*** Given records Section Begins ***

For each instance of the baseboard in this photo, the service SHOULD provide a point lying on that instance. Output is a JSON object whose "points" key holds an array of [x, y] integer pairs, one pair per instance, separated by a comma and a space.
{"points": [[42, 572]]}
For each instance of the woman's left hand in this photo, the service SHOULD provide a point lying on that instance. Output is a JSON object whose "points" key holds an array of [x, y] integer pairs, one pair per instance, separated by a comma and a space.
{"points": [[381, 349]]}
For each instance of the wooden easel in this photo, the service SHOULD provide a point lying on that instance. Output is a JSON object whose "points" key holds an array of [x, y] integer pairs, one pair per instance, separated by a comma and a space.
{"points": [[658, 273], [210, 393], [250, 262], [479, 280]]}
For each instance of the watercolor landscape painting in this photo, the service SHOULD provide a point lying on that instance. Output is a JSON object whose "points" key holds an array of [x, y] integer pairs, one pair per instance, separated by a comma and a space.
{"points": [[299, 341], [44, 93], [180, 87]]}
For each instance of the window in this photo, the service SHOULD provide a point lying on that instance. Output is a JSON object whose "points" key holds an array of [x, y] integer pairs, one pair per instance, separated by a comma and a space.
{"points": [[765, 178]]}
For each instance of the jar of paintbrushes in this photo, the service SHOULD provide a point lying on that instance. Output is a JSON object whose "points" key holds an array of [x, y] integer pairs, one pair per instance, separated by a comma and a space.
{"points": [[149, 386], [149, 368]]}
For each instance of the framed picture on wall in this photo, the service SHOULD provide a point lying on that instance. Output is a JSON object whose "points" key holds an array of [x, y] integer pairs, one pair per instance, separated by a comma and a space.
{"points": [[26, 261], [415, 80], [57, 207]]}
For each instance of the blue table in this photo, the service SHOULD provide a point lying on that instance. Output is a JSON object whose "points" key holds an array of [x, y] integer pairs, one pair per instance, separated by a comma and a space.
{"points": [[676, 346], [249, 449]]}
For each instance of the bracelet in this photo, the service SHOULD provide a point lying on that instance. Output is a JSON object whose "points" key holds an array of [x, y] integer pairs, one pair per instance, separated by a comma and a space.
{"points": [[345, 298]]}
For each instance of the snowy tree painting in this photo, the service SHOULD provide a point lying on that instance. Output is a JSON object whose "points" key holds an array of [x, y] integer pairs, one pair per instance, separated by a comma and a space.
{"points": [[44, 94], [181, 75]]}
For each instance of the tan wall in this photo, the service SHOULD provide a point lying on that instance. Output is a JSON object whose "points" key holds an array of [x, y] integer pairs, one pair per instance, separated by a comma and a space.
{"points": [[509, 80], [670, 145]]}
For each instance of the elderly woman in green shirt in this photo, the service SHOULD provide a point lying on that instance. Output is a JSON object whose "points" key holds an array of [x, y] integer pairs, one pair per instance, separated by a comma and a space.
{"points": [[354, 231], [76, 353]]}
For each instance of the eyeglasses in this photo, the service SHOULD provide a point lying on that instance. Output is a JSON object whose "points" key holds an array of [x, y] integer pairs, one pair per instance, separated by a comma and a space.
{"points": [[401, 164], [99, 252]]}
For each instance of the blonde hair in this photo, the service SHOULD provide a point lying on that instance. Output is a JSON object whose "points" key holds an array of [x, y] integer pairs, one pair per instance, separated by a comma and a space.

*** Given records Section Ends ***

Task: Without altering a single word, reproduce the entries above.

Answer to this task:
For each instance of the baseboard in this photo, the service SHOULD provide a point lying on that instance. Output is a JSON object whose "points" key holds an array of [x, y] integer pairs, one pair per instance, separated by a comma and a space.
{"points": [[42, 572]]}
For each instance of the woman's left hand in this photo, the service SHOULD provide a point lying on that instance. Output is a JSON object whose "points" key holds an array of [x, y] integer pairs, one pair per instance, separated by a comma and a space.
{"points": [[381, 349]]}
For each instance of the wooden easel in this photo, the service SHOULD provide a point lying on that instance. Output is a JSON object whose "points" key holds an array of [x, y] integer pairs, one pair per instance, separated by a comma and a space.
{"points": [[658, 273], [210, 393], [250, 262], [479, 280]]}
For each instance of the watercolor landscape painting in this photo, the service SHOULD provide a point lying on that instance. Output is a JSON object whose "points" key holds an array of [x, y] integer pairs, one pair per instance, separated by a comma and a space.
{"points": [[299, 341], [44, 93], [180, 87]]}
For each instance of the window in this photo, the service SHOULD provide a point lying on that instance. Output is a JSON object whose "points" key holds an array of [x, y] integer pairs, one pair per instance, separated by a comma and a space.
{"points": [[765, 178]]}
For each instance of the jar of paintbrushes in this photo, the service SHOULD provide a point lying on that instance. Output is a JSON object whose "points" key holds an array of [x, y] integer pairs, one pair per instance, separated by a comma and a space.
{"points": [[149, 386], [149, 368]]}
For each instance of the framed picture on wall in this photo, the service SHOULD provide a point lying on that instance. Output is a JSON object whose "points" key holds an array of [x, y] integer pairs, one pair per instance, separated by a comma and a space.
{"points": [[26, 261], [415, 80], [57, 207]]}
For each instance of the blue table in this photo, the service SHOULD provide a point lying on that instance. Output is a JSON object whose "points" key holds an array of [x, y] integer pairs, one pair per instance, separated by a comma and a space.
{"points": [[676, 346], [249, 449]]}
For each instance of the bracelet in this photo, the service SHOULD provide a point lying on that instance. Output is a JSON object whose "points" key holds an array of [x, y] integer pairs, one pair per instance, separated by a comma and a space.
{"points": [[345, 298]]}
For each instance of the snowy tree painting in this photo, the service SHOULD provide a point lying on that instance. Output is a JSON object whose "points" key holds an array of [x, y] integer pairs, one pair per instance, separated by a comma and a space.
{"points": [[44, 94], [181, 75]]}
For each instance of the tan wall in this photo, the service SHOULD provide a point lying on that instance. Output is a JSON object whose "points" key holds an array of [x, y] integer pairs, one pair per instance, separated by a comma and a space.
{"points": [[509, 80], [670, 145]]}
For each instance of the elderly woman in green shirt in this photo, the service SHOULD provide a point lying on that instance. Output is a JSON object whose "points" key holds an array of [x, y] integer pairs, one pair per instance, separated by a comma and a space.
{"points": [[354, 231], [76, 353]]}
For each instance of the eyeglasses in this photo, the service SHOULD provide a point lying on that instance. Output is a JSON object whose "points" key holds an array of [x, y] integer pairs, one pair per instance, separated by a comma and a space.
{"points": [[401, 164], [99, 252]]}
For each instance of the blonde hair in this photo, the service SHOULD provide a point lying on that instance. Output is a JSON object whose "points" key holds an array of [x, y] integer pairs, one pair per instance, separated by a comma and a space.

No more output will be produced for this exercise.